§ SELECTED PASSAGE
The embowering rose, the acacia, and the pine, Will[1] not unwillingly their place resign; If but the Cedar thrive that near them stands, Planted by Beaumont's and by Wordsworth's hands. One wooed the silent Art with studious pains: 5 These groves have heard the Other's pensive strains; Devoted thus, their spirits did unite By interchange of knowledge and delight. May Nature's kindliest powers sustain the Tree, And Love protect it from all injury! 10 And when its potent branches, wide out-thrown, Darken the brow of this memorial Stone, [2]Here may some Painter sit in future days, Some future Poet meditate his lays; Not mindless of that distant age renowned 15 When Inspiration hovered o'er this ground, The haunt of him who sang how spear and shield In civil conflict met on Bosworth-field; And of that famous Youth, full soon removed From earth, perhaps by Shakspeare's self approved, 20 Fletcher's Associate, Jonson's Friend beloved.

About twelve years after the last visit of Wordsworth to Coleorton, referred to in the Fenwick note--of which the date should, I think, be 1842, not 1841--this cedar tree fell, uprooted during a storm. It was, however, as the Coleorton gardener who was then on the estate told me, replanted with much labour, and protected with care; although, the top branches being injured, it was never quite the same as it had been. During the night of the great storm on the 13th October 1880, however, it fell a second time, and perished irretrievably. The memorial stone remains, injured a good deal by the wear and tear of time; and the inscription is more than half obliterated. It is in a situation much more exposed to the elements than the other two inscriptions at Coleorton. He

who sang how spear and shield In civil conflict met on Bosworth-field,

was Sir John Beaumont, the brother of the dramatist, who wrote a poem on the battle of Bosworth. (See one of Wordsworth's notes to the _Song at the Feast of Brougham Castle_, p. 84.) The

famous Youth, full soon removed From earth,

was Francis Beaumont, the dramatist, who wrote in conjunction with Fletcher. He died at the age of twenty-nine.

§ THINGS TO DO
- a) List every person named in the verse portion of the Coleorton cedar passage.
- b) According to the Coleorton cedar passage, when did the cedar fall for the second time?
- c) From the Coleorton cedar passage, return the span that begins at the words "was Sir John" and stops after "age of twenty-nine.".
The items below come from a separate source, unrelated to the Coleorton cedar passage.

§ INFORMATION SUPPLIED
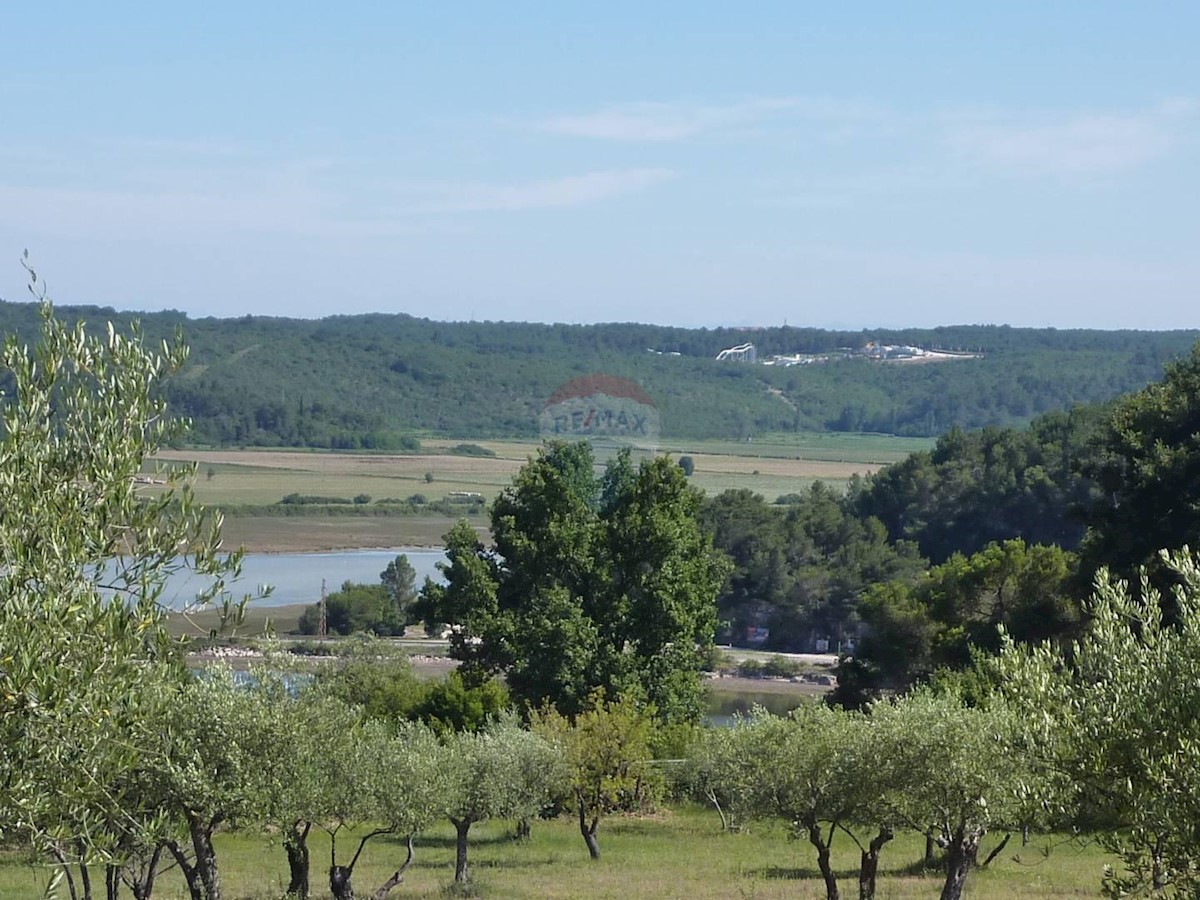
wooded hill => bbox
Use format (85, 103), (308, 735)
(0, 302), (1200, 449)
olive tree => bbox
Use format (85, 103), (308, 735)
(998, 547), (1200, 896)
(444, 722), (565, 883)
(0, 278), (236, 897)
(864, 689), (1042, 900)
(418, 443), (727, 722)
(319, 721), (452, 900)
(714, 704), (882, 900)
(533, 691), (653, 859)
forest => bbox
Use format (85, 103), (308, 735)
(7, 301), (1200, 900)
(0, 302), (1200, 451)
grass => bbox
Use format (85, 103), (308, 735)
(0, 805), (1110, 900)
(147, 433), (932, 552)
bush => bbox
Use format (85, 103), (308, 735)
(446, 444), (496, 456)
(280, 493), (350, 506)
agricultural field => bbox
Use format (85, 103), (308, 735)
(160, 434), (932, 552)
(0, 805), (1114, 900)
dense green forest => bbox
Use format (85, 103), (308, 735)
(0, 302), (1200, 449)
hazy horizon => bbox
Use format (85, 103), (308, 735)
(0, 0), (1200, 330)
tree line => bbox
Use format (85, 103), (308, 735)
(0, 302), (1198, 452)
(7, 290), (1200, 900)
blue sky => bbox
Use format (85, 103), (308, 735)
(0, 0), (1200, 329)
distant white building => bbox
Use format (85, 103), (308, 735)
(716, 343), (758, 362)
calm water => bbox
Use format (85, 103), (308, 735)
(707, 690), (811, 725)
(164, 547), (445, 608)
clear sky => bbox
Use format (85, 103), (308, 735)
(0, 0), (1200, 329)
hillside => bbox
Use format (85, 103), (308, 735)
(0, 302), (1200, 449)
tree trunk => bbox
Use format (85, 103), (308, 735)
(283, 822), (312, 900)
(371, 834), (414, 900)
(50, 844), (79, 900)
(979, 832), (1013, 869)
(79, 852), (92, 900)
(941, 828), (983, 900)
(123, 844), (165, 900)
(858, 828), (893, 900)
(167, 841), (204, 900)
(809, 822), (841, 900)
(576, 791), (600, 859)
(329, 865), (354, 900)
(450, 817), (472, 884)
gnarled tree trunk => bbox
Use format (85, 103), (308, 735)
(283, 822), (312, 900)
(575, 790), (600, 859)
(450, 816), (473, 884)
(941, 827), (984, 900)
(858, 828), (894, 900)
(808, 822), (841, 900)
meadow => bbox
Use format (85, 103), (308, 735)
(0, 804), (1114, 900)
(160, 433), (932, 552)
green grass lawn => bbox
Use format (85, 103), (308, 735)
(0, 806), (1110, 900)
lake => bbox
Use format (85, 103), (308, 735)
(163, 547), (446, 608)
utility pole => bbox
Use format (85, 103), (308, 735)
(317, 578), (329, 641)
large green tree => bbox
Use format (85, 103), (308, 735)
(0, 285), (236, 880)
(834, 540), (1080, 707)
(421, 443), (727, 721)
(998, 553), (1200, 896)
(1082, 344), (1200, 577)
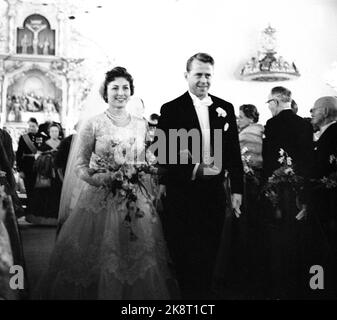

§ LIST OF SOLUTIONS
- a) Beaumont, Wordsworth, Shakspeare, Fletcher, Jonson

- b) During the night of the great storm on the 13th October 1880.

- c)
was Sir John Beaumont, the brother of the dramatist, who wrote a poem on the battle of Bosworth. (See one of Wordsworth's notes to the _Song at the Feast of Brougham Castle_, p. 84.) The

famous Youth, full soon removed From earth,

was Francis Beaumont, the dramatist, who wrote in conjunction with Fletcher. He died at the age of twenty-nine.